Problem requirements:
All entries are to be given again verbatim.

Data excerpts:
=== Section Start ===

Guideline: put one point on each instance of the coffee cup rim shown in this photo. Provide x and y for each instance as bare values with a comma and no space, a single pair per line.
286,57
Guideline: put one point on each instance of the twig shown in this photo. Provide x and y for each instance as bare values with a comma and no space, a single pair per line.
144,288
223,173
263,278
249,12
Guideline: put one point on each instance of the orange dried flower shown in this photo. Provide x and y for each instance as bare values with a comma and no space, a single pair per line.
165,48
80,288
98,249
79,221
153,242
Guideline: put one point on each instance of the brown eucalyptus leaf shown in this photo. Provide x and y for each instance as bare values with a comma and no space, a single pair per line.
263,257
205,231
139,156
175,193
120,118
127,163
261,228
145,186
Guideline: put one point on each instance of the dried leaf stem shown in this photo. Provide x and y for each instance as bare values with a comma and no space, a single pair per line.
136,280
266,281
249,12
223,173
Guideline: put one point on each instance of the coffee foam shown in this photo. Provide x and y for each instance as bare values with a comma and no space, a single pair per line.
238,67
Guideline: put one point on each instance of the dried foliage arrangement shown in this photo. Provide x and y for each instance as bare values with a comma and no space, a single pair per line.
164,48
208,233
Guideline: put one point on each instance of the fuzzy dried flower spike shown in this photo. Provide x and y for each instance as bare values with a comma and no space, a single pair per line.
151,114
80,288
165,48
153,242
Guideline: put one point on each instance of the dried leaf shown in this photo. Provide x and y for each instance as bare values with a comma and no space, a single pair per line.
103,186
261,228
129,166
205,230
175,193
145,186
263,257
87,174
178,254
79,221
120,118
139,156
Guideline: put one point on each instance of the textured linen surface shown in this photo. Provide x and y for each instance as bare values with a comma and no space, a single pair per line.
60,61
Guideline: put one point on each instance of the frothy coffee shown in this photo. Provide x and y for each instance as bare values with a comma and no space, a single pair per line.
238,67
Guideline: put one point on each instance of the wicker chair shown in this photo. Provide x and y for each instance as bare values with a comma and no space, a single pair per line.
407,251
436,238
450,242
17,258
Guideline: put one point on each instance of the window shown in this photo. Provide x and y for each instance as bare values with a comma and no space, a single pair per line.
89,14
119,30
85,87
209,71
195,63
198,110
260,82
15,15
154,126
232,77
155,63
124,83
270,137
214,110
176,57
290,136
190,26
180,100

=== Section End ===

Exercise output:
Guideline: put one point on each instance of the coffee cup rim shown in this photo. Provide x and y for each instance as bare values with a comma and no space, a single pair per line.
286,57
Guideline: put one point on each instance of the twig shown in this photo. Provide x and y for each instance as bare values with a comma and no space, a single pair per line.
144,288
223,173
263,278
249,12
Guideline: put one point on each instance of the orange dried flower shown in this photo. Provide x and y for each instance as bare values with a comma and no space, a single pair per line.
165,48
80,288
98,249
79,221
153,242
Guideline: put one point on each instance of the brown eucalyptus leaf shown in this photo. Provide x and y for each instance as bare values with a comma and no space, a single pair per line.
263,257
205,231
139,156
175,193
120,118
127,163
261,228
145,186
Guideline: put one point on each instance of the dried leaf stem shown in this photo. Provide x and y for each instance as bare values with a comma and no space, a single pair per line.
136,280
266,281
249,12
223,173
Guideline: put one point on each instance of the coffee foam shown in this photo. Provide x and y for each instance as bare values with a comma and no space, a single pair per line.
238,67
Guideline: put one point on each instance of the dried foliage arrangement shown in this photo. Provide x and y for each instance as bare values with a comma and no space, a single pair per line.
164,48
208,233
Guideline: put one point on each instance of the fuzzy dried flower spike shown in this photo. Provide x and y for each instance as bare values with a comma and no space, a single pair per line.
151,114
80,288
165,48
153,242
Guideline: put one point on each instance of the dried leaf shown in this photo. Provide x and y for each instance as bare values with a comma and no space, a single pair per line.
103,186
261,228
129,166
205,230
175,193
145,186
263,257
87,174
178,254
79,221
120,118
139,156
Guideline: put one point on each instance of the textured linen surface shown in this photo. Provide x and y for each instance as bare values with a comma and no space, a single pair per line.
60,61
Guideline: put one point on each instance of the frothy coffee shown in this photo. Provide x and y for each instance as bare values with a comma and no space, a single pair per line.
238,67
Guideline: put one point on each instance of the wicker chair shown in this photo. Provide x and y for each instance as bare values with a comma and no space, a single pair per line.
407,251
436,238
450,242
17,258
Guideline: put one point on each instance of the window shown in this photo. Provide x and y for each instance as bare values with a comma and no space, a single pair per line.
89,14
119,30
85,87
209,71
195,63
198,110
260,82
15,15
154,126
232,77
155,63
124,83
270,137
214,110
176,57
290,136
190,26
180,100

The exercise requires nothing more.